Dataset:

- - - - -

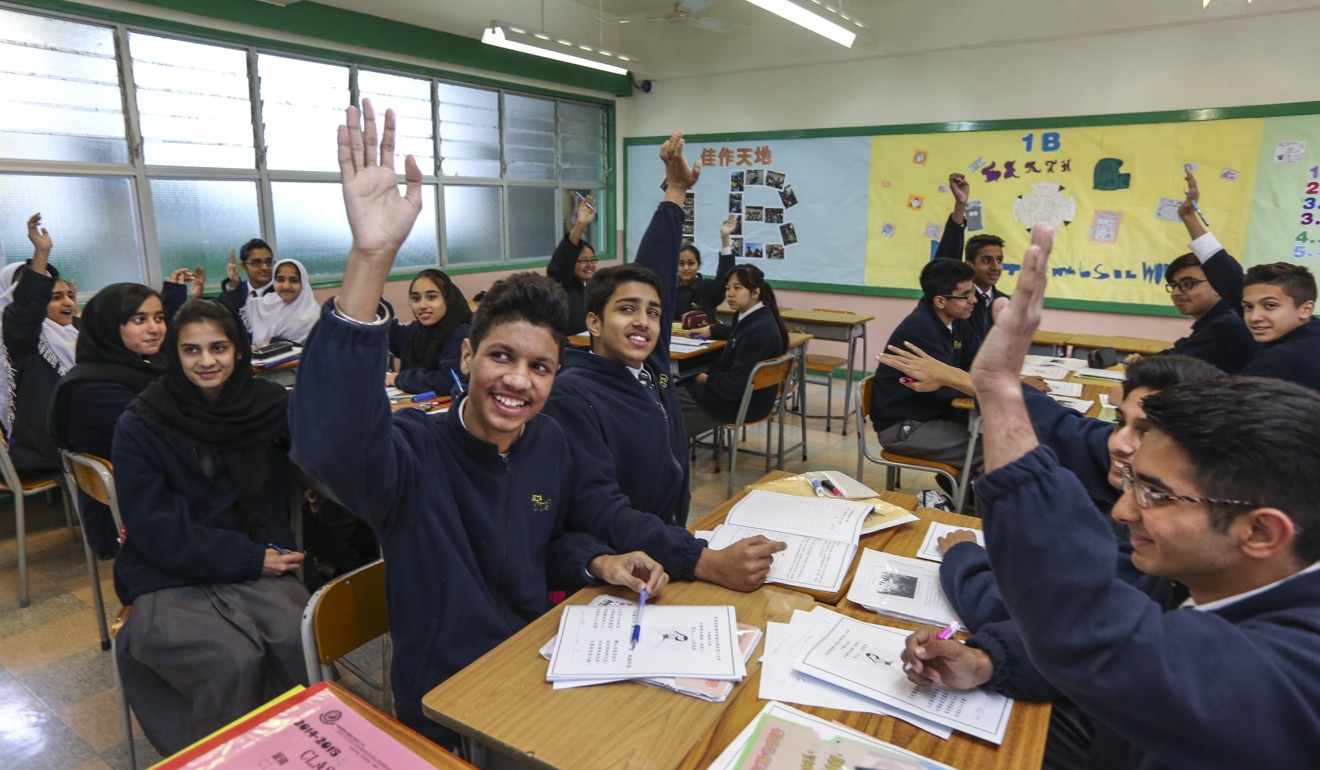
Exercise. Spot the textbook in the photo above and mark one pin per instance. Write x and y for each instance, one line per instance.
(821, 535)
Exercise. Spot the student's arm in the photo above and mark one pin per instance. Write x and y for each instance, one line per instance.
(564, 260)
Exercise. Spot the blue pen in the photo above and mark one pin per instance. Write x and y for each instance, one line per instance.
(636, 624)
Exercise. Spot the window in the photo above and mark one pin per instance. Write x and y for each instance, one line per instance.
(147, 153)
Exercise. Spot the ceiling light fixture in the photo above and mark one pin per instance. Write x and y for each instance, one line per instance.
(504, 35)
(820, 17)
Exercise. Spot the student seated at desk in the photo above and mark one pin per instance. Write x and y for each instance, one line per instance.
(289, 312)
(40, 337)
(757, 333)
(619, 402)
(925, 424)
(1221, 639)
(466, 503)
(119, 354)
(573, 263)
(430, 348)
(202, 481)
(694, 291)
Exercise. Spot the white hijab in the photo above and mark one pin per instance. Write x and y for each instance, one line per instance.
(269, 316)
(57, 346)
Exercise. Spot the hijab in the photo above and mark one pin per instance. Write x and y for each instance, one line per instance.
(269, 316)
(247, 425)
(427, 344)
(102, 355)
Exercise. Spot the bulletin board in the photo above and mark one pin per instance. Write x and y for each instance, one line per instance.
(859, 210)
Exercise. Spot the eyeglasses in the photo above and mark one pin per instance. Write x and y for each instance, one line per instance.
(1183, 285)
(1146, 497)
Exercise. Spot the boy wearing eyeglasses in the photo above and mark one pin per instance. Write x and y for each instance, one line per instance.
(924, 423)
(1219, 639)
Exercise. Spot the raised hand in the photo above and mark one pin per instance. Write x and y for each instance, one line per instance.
(378, 215)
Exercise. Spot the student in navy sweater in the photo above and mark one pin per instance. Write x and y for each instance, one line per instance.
(1225, 522)
(621, 403)
(465, 503)
(925, 424)
(757, 333)
(429, 348)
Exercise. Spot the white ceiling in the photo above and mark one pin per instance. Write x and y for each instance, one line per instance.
(764, 41)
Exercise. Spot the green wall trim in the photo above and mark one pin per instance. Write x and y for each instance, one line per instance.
(361, 29)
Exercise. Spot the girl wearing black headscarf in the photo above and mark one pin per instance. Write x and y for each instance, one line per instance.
(203, 486)
(429, 348)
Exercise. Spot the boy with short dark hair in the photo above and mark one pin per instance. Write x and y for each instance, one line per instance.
(925, 424)
(466, 503)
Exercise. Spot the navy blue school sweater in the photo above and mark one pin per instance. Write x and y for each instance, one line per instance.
(1220, 337)
(1232, 687)
(1294, 357)
(891, 400)
(411, 378)
(465, 530)
(182, 519)
(751, 340)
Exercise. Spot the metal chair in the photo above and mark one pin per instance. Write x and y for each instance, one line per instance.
(894, 462)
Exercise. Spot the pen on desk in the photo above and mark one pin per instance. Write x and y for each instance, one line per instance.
(1197, 209)
(636, 622)
(948, 631)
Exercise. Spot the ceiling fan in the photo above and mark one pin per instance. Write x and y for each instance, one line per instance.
(689, 12)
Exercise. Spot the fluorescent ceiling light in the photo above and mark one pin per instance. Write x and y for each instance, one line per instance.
(816, 16)
(539, 44)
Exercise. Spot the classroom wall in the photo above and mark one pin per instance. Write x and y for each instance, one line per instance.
(1248, 58)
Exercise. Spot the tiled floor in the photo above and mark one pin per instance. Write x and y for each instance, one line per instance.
(57, 701)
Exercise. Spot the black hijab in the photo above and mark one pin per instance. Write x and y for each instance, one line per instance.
(425, 344)
(247, 425)
(100, 354)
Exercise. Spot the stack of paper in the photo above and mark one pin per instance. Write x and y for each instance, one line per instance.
(821, 535)
(694, 642)
(712, 690)
(784, 738)
(902, 588)
(830, 661)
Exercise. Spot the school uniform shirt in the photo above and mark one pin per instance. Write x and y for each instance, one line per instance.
(753, 338)
(891, 400)
(1164, 687)
(463, 527)
(1220, 337)
(634, 429)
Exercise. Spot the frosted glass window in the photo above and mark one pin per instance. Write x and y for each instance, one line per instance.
(529, 138)
(312, 227)
(91, 223)
(469, 131)
(193, 103)
(198, 222)
(473, 222)
(531, 223)
(301, 105)
(62, 94)
(582, 143)
(409, 98)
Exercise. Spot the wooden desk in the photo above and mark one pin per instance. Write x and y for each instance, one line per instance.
(1120, 344)
(503, 700)
(875, 540)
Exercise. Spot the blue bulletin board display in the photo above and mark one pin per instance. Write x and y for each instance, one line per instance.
(859, 210)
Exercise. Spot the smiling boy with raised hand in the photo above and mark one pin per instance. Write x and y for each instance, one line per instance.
(466, 503)
(1220, 641)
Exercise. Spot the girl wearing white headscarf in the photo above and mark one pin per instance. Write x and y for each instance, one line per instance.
(40, 340)
(289, 312)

- - - - -

Problem to solve: Copy out the data exactly and keep the pictures out.

Solution to this exercise:
Exercise. Spot the textbook in the photo above and mark one pin per instance. Write x and y for each instance, one line per instance.
(821, 535)
Exercise. Spot the student's arm in the photo above and mark one pin per instance. Write x and y for each instance, one line per instance.
(564, 260)
Exercise. Spot the blue pen in the photo above and mark one pin per instance. Write x and y for each instance, one line per instance.
(636, 624)
Exercise. Spot the window in the photo above and mark one pin per instance. Write x and y for each instance, one line per instance.
(147, 153)
Exercise. Spot the ceiling light fixture in the photo above and mark one pin per instance. Write x and y for each instance, one line per instance.
(504, 35)
(820, 17)
Exercise. Spot the student seated at desk in the photo above and mark one pin per instance. Write x and y for each instance, one line per instance.
(289, 312)
(40, 337)
(757, 333)
(619, 402)
(925, 424)
(1221, 639)
(466, 503)
(119, 354)
(573, 263)
(430, 348)
(202, 481)
(694, 291)
Exercise. Spot the white hijab in the photo above and mark one pin per instance. Write x and y for each instance, one line per instance.
(269, 316)
(57, 346)
Exercise. Spot the hijab in the photo above and mark one pin per instance. Write x and y for each instance, one line per instance.
(269, 316)
(247, 425)
(427, 344)
(102, 355)
Exercise. Spot the bulletin board in the photo above and mark one pin per instance. Write x and y for each instance, one line per instance.
(859, 210)
Exercise. Spot the eyeglasses in the photo above and mark one pin per instance. Write x and y for each instance, one line per instance.
(1183, 285)
(1146, 497)
Exercise. Spot the boy wearing eyeglasses in the photo above and mark one pin per instance. Write x and y for each instance, one line per instance.
(924, 423)
(1219, 639)
Exercise. Spot the raised hand in the photo above and mark one pin per instance. Write x and y for each instance, one line per instance.
(378, 215)
Exercise. Spot the student in navy sweater in the photo above and mark one pin per instance. Write x and y for each instance, one line per instance.
(1225, 522)
(621, 403)
(465, 503)
(925, 424)
(757, 333)
(429, 348)
Exercise. Spot the white ceiling in the photo above and mark one pin per instance. Write x and y for each instance, one line per instance.
(764, 41)
Exercise. Spot the green wall trim in the photo above and mark one pin per instance. Write x and y for each instance, one line per instance.
(361, 29)
Exercise. Spot the girl wearing black headscarf in the photo above and mark one pin per instance. Write x and y for each instance, one line per instance.
(203, 486)
(429, 348)
Exercise. Spot the boy with short dark hair in the photo above and mark one pin per instance. Write x and y for each instance, one line per instance.
(925, 424)
(466, 503)
Exercise. Spot the navy blue school sweater in the photo above and mark one pin per instance. Write x and y for each instance, one line per instance.
(1220, 337)
(1232, 687)
(1294, 357)
(891, 400)
(411, 378)
(465, 530)
(182, 519)
(751, 340)
Exercise. Spot the metal chair in the photo above and mark one pin per instance. Write x and y for each instance, one line per instance.
(894, 462)
Exercise. Spot the pen on desk in the photo above and mark one pin per instance. Write x and y for each instance, one line per instance.
(1197, 209)
(636, 622)
(948, 631)
Exercise. Spot the ceiling fan in the photo above and mark one pin per instance. Write x and y for each instance, one line per instance.
(689, 12)
Exercise. Spot the fluorescent ceiling light in the photo above and mark one pin per instance. Write x and y for each instance, one line per instance.
(816, 16)
(539, 44)
Exercise. Spot the classroom wall in the photo above and mark one pin per instance. Write x and y for each instance, one line per instance.
(1248, 58)
Exercise. Spot the tiled floor in the photo above and mark one pin per instance. Write x and y for each instance, one line per instance.
(57, 701)
Exercise. Spot the black hijab in the photo above and mark one pin per instance. Write x and y for each instance, one line per instance.
(425, 344)
(247, 425)
(100, 354)
Exercise. Spot the stack of paper in the photo above and mark one pin per instance. Write x and y for each instance, one line per instance.
(821, 535)
(694, 642)
(712, 690)
(784, 738)
(902, 588)
(830, 661)
Exercise. Spot the school uniform shirt in the photo above and mark one pin per instance. Write x and y for each instance, one line per instance.
(753, 338)
(891, 400)
(1164, 687)
(463, 527)
(1220, 337)
(634, 429)
Exercise. Spot the frosted glass window in the photo above and mark one pin per instance. Write x and y for each instance, one line per instance.
(529, 138)
(312, 227)
(91, 223)
(469, 131)
(193, 103)
(198, 222)
(473, 222)
(531, 223)
(301, 105)
(62, 94)
(582, 143)
(409, 98)
Exercise. Spot the wooden desk in the photo above and mark one pin per instance. Write x and y for each instance, one line per instance.
(1120, 344)
(503, 700)
(875, 540)
Exercise. Spot the blue bulletin board display in the photo above and mark one pin per instance. Write x and y for each instance, one line per instance.
(859, 210)
Exercise. Spot the smiling boy with raised hand in the photo above and mark one pin per instance. Write x and y for each instance, one line per instance.
(466, 503)
(1220, 641)
Exercise. Spot the girl wearing white headscarf in the photo above and mark one pin per instance. Write x and y for each instance, one line per instance.
(40, 340)
(289, 312)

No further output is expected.